┌─ TEXTO CITADO

Depois de Sete Palmos de Terra, uma das séries essenciais e pioneiras da chamada idade de ouro da televisão norte-americana, é natural que uma nova criação de Alan Ball desperte muita atenção. Especialmente se, depois de True Blood — onde o argumentista explorou vampiros, e Banshee, em que era só produtor executivo, onde olhou para o mundo do crime de uma pequena cidade —, Ball regresse àquilo que lhe deu fama: a exploração de uma família, algo que já fazia antes sequer de criar séries de televisão, tendo um Óscar pelo guião de Beleza Americana. É isso que acontece em Here and Now.

A série estreia-se em Portugal via TVSéries na mesma noite em que arranca na HBO, ou seja, neste domingo às duas da manhã, com repetição às segundas-feiras no horário das 22h45. Passada numa Portland, Oregon, que é diferente daquela que vemos tanto no programa de sketches Portlandia quanto nos filmes de Gus van Sant, centra-se na família Bishop. Os pais são Audrey (Holly Hunter), que tem uma ONG cujo objectivo é fomentar a empatia, e Greg (Tim Robbins), um filósofo deprimido, e adoptaram três filhos multiculturais. Ashley (Jerrika Hinton) — que tem um site de venda de roupa — veio da Libéria, Duc (Raymond Lee) — um life coach — veio do Vietname e Ramon (Daniel Zovatto) — que está a aprender a criar videojogos — é da Colômbia. Além deles, também tiveram uma filha biológica, a ainda estudante de liceu Kristen (Sosie Bacon, cujo rosto e apelido não enganam: é filha de Kyra Sedgwick e Kevin Bacon).

└─
┌─ REGISTOS FORNECIDOS

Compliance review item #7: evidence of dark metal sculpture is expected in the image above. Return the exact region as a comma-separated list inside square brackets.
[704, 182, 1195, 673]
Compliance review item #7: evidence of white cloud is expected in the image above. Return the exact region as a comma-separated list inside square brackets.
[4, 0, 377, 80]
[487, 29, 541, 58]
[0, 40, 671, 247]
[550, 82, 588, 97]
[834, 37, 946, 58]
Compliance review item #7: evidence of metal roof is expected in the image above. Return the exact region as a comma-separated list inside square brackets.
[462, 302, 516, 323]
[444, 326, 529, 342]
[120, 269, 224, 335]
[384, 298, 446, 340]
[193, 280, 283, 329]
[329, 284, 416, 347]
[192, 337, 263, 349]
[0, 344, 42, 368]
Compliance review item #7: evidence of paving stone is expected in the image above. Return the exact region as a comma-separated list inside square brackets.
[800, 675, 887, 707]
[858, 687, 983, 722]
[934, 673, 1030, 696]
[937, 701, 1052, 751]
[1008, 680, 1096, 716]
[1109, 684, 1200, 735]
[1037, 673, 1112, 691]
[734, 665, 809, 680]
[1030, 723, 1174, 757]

└─

* ENUNCIADOS:
A – Quais são os filhos da família Bishop referidos no texto sobre Here and Now?
B – Como fica o trecho do texto sobre Here and Now que começa nas palavras "Depois de Sete" e termina depois de "em Here and Now.", se substituir "Beleza Americana" por "American Beauty"?

* EXERCÍCIOS RESOLVIDOS:
A – Ashley, Duc, Ramon e Kristen.

B –
Depois de Sete Palmos de Terra, uma das séries essenciais e pioneiras da chamada idade de ouro da televisão norte-americana, é natural que uma nova criação de Alan Ball desperte muita atenção. Especialmente se, depois de True Blood — onde o argumentista explorou vampiros, e Banshee, em que era só produtor executivo, onde olhou para o mundo do crime de uma pequena cidade —, Ball regresse àquilo que lhe deu fama: a exploração de uma família, algo que já fazia antes sequer de criar séries de televisão, tendo um Óscar pelo guião de American Beauty. É isso que acontece em Here and Now.